# What to work on:
Could you copy the listing below word for word, starting at the line that contains "Mark one point on every instance of the street" and continuing through the last line of the listing?

[start of Given data]

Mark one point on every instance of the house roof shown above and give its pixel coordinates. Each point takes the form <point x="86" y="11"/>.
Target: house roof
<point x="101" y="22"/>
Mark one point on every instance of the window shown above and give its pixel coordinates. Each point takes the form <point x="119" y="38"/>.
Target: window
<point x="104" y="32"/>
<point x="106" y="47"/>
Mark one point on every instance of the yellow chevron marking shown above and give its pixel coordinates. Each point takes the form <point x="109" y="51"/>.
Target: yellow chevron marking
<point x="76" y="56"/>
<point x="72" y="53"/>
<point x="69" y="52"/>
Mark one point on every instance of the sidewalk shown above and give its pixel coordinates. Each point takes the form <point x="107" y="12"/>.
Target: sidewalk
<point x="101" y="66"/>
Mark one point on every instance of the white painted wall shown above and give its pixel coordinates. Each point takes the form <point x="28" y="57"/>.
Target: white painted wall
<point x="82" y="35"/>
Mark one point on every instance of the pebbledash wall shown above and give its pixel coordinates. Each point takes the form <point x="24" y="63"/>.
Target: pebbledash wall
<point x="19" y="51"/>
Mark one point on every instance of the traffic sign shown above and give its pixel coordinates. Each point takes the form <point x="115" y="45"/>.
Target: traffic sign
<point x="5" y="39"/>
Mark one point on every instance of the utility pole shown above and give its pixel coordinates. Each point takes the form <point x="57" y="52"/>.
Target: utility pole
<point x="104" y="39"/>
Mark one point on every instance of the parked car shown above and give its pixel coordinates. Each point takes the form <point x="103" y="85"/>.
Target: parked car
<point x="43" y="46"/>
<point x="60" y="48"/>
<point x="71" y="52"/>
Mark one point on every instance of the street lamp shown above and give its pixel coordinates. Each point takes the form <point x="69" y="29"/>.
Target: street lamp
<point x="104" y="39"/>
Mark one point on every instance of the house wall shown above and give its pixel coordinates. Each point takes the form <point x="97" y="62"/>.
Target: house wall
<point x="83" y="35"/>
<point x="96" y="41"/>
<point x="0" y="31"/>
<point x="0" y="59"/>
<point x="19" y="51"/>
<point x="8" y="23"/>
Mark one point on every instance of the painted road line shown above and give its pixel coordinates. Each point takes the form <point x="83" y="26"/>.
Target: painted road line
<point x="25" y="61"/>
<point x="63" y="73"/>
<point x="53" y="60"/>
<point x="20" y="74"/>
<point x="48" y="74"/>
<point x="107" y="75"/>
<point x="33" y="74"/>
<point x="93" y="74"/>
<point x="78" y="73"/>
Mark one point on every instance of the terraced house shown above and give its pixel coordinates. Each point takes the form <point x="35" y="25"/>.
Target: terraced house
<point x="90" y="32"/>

[end of Given data]

# The result:
Mark one point on every instance of the street lamp shown above and give its pixel coordinates. Each point takes the form <point x="69" y="29"/>.
Target: street lamp
<point x="104" y="39"/>
Mark one point on every instance of the house wall shown above and give its pixel coordinates. Each point takes the form <point x="97" y="62"/>.
Target: house wall
<point x="83" y="35"/>
<point x="96" y="41"/>
<point x="0" y="31"/>
<point x="0" y="59"/>
<point x="19" y="51"/>
<point x="8" y="23"/>
Mark one point on every instance of the painted road line shown above and give its pixel coordinates. Each point takes the form <point x="83" y="26"/>.
Target: painted road line
<point x="25" y="61"/>
<point x="63" y="73"/>
<point x="53" y="60"/>
<point x="20" y="74"/>
<point x="48" y="74"/>
<point x="107" y="75"/>
<point x="33" y="74"/>
<point x="93" y="74"/>
<point x="78" y="73"/>
Mark one point on every instance of the terraced house shown above and give its pixel coordinates. Each point takes the form <point x="35" y="25"/>.
Target: terraced house
<point x="90" y="32"/>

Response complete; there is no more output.